[Position identification records]
———

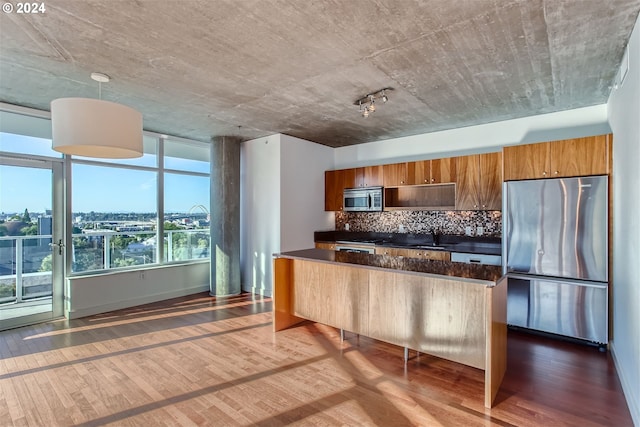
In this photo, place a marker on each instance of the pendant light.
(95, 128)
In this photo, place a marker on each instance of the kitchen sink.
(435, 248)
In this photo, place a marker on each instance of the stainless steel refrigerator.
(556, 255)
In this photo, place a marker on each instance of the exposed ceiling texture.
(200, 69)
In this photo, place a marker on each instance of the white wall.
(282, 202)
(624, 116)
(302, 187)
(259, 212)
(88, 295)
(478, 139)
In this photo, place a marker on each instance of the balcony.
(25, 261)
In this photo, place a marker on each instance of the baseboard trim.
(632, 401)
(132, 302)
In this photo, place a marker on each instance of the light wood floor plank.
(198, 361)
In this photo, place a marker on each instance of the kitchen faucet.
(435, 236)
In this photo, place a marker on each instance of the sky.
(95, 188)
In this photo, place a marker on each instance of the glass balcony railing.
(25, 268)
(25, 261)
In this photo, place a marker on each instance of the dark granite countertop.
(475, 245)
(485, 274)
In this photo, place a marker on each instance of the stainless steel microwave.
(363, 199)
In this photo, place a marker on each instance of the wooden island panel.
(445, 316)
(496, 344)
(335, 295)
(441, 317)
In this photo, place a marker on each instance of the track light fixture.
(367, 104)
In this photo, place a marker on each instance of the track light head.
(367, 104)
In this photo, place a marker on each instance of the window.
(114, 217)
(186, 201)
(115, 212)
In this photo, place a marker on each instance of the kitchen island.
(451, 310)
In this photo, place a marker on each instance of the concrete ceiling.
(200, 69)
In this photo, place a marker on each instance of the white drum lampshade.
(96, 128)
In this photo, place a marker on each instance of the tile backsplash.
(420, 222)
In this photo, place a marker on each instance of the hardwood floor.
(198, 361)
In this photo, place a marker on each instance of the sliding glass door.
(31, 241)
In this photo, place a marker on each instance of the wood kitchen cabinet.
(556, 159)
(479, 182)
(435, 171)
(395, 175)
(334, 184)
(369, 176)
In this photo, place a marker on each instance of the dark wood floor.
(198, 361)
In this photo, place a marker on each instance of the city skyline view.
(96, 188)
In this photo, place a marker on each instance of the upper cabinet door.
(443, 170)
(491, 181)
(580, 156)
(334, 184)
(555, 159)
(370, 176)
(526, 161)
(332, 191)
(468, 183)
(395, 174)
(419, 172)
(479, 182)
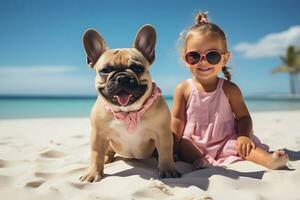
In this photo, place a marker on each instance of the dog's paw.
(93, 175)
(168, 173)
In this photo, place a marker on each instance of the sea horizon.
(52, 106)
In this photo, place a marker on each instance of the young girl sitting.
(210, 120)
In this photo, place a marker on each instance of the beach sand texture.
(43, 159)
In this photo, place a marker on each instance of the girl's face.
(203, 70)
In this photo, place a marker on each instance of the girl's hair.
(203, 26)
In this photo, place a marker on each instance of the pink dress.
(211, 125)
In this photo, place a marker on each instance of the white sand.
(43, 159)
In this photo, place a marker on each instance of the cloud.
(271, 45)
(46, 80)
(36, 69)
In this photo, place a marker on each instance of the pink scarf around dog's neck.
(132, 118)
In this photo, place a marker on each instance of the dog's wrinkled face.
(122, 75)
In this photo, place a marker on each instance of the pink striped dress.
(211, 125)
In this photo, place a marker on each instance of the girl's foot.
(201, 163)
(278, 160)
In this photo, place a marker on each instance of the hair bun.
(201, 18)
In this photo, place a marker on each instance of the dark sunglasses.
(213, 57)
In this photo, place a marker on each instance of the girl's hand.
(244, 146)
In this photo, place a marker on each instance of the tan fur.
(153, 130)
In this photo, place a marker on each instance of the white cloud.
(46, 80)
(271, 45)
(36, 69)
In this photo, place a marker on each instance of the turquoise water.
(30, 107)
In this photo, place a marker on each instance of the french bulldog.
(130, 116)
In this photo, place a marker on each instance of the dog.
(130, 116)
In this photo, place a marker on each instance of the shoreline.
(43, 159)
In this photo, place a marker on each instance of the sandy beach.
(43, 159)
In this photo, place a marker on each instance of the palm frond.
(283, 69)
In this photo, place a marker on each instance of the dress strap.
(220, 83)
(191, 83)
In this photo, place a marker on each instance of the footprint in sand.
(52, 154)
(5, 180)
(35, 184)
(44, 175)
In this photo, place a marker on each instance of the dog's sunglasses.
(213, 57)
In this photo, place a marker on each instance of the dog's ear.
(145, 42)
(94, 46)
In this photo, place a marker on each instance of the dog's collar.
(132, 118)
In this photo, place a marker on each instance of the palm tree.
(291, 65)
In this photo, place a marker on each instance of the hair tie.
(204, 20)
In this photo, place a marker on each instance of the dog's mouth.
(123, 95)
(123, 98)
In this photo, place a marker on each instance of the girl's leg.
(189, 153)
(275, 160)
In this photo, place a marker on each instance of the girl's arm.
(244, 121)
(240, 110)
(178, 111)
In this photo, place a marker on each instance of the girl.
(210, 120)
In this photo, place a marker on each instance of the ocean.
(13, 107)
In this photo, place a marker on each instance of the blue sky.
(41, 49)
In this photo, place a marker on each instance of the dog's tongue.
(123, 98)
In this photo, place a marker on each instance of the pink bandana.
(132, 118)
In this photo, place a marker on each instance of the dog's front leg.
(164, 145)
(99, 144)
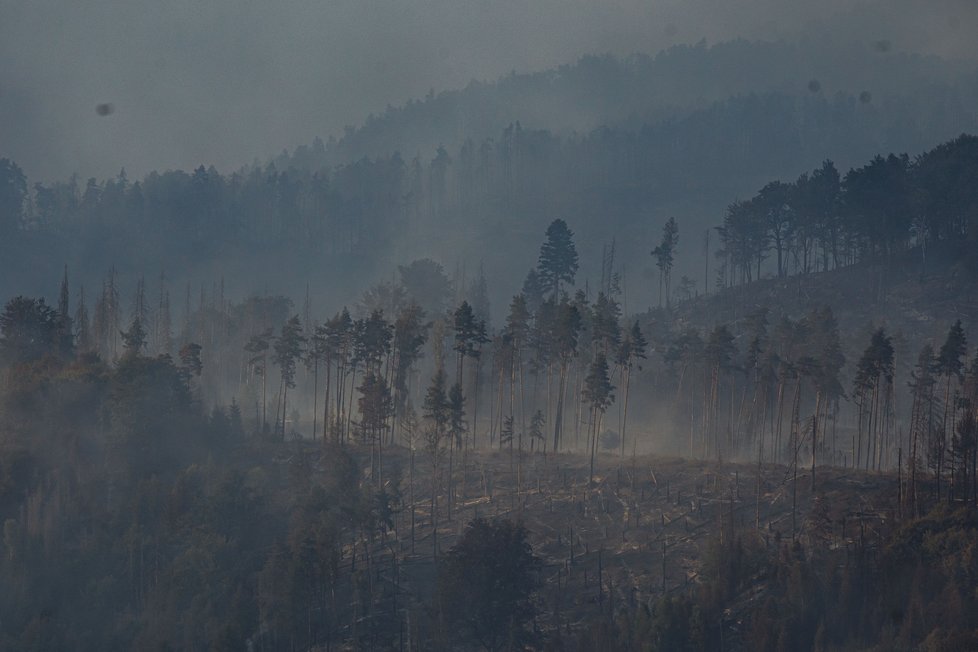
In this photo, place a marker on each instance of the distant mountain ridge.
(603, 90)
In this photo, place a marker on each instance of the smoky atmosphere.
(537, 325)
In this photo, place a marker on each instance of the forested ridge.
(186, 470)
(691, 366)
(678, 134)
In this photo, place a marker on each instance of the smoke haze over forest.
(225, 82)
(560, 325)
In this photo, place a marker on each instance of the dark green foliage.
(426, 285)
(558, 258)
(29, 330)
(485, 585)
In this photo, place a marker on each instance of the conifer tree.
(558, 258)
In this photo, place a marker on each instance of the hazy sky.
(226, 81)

———

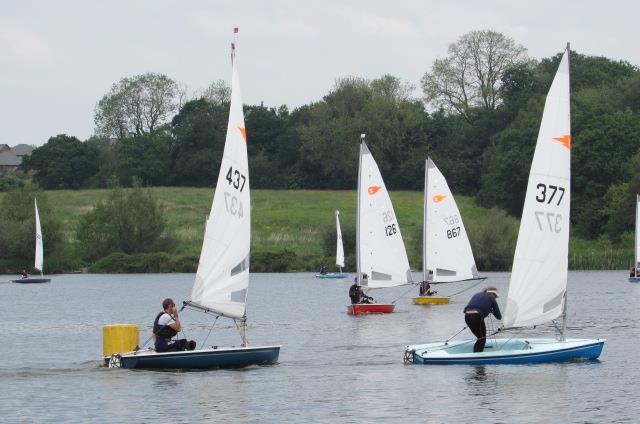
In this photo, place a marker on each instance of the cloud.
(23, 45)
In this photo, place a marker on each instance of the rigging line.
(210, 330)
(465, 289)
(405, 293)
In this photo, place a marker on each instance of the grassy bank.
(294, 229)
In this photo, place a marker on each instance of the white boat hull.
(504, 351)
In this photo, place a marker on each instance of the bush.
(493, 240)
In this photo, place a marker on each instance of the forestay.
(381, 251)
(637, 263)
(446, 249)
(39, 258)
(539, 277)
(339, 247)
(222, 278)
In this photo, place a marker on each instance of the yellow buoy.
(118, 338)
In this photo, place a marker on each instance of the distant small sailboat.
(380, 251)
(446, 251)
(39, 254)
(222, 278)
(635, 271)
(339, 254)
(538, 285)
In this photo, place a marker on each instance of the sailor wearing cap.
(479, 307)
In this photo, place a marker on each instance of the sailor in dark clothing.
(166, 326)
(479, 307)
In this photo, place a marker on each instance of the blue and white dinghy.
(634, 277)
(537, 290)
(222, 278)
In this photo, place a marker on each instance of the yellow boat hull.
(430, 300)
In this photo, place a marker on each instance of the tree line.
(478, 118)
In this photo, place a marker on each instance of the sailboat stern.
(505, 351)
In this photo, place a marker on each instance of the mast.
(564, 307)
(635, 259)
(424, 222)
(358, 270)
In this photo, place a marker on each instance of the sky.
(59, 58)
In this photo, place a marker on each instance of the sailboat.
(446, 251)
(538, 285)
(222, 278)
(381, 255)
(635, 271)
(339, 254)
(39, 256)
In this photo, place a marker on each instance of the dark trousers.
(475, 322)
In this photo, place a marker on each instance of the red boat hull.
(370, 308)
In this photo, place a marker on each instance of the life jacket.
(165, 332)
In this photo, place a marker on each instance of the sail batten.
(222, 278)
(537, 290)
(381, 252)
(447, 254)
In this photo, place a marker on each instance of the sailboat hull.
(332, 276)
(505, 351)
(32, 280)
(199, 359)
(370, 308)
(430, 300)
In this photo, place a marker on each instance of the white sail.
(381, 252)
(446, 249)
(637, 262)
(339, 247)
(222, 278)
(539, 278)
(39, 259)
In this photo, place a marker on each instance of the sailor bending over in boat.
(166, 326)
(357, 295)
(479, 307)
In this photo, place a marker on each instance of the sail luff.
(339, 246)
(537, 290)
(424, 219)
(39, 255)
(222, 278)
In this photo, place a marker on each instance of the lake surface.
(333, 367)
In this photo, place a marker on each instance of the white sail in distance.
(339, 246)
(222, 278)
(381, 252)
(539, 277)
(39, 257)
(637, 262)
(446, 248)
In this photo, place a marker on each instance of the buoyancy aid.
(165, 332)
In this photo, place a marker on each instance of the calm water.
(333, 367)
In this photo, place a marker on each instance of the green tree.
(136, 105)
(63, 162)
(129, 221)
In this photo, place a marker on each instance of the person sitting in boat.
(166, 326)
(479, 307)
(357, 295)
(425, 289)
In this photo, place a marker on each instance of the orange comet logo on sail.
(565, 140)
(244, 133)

———

TASK DIRECTIONS: Please show every line of the listing above that contains the string "dark". Case counts.

EXERCISE ANSWER:
In this photo, place a marker on each instance of the dark granite countertop.
In this photo, place a marker on each instance of the dark wood floor.
In this photo, place a marker on each instance of the dark sunglasses.
In this photo, place a marker on each instance of the dark green foliage.
In this photo, place a marker on each instance of the sailor in dark clothing.
In this photo, place a marker on each instance of the dark trousers.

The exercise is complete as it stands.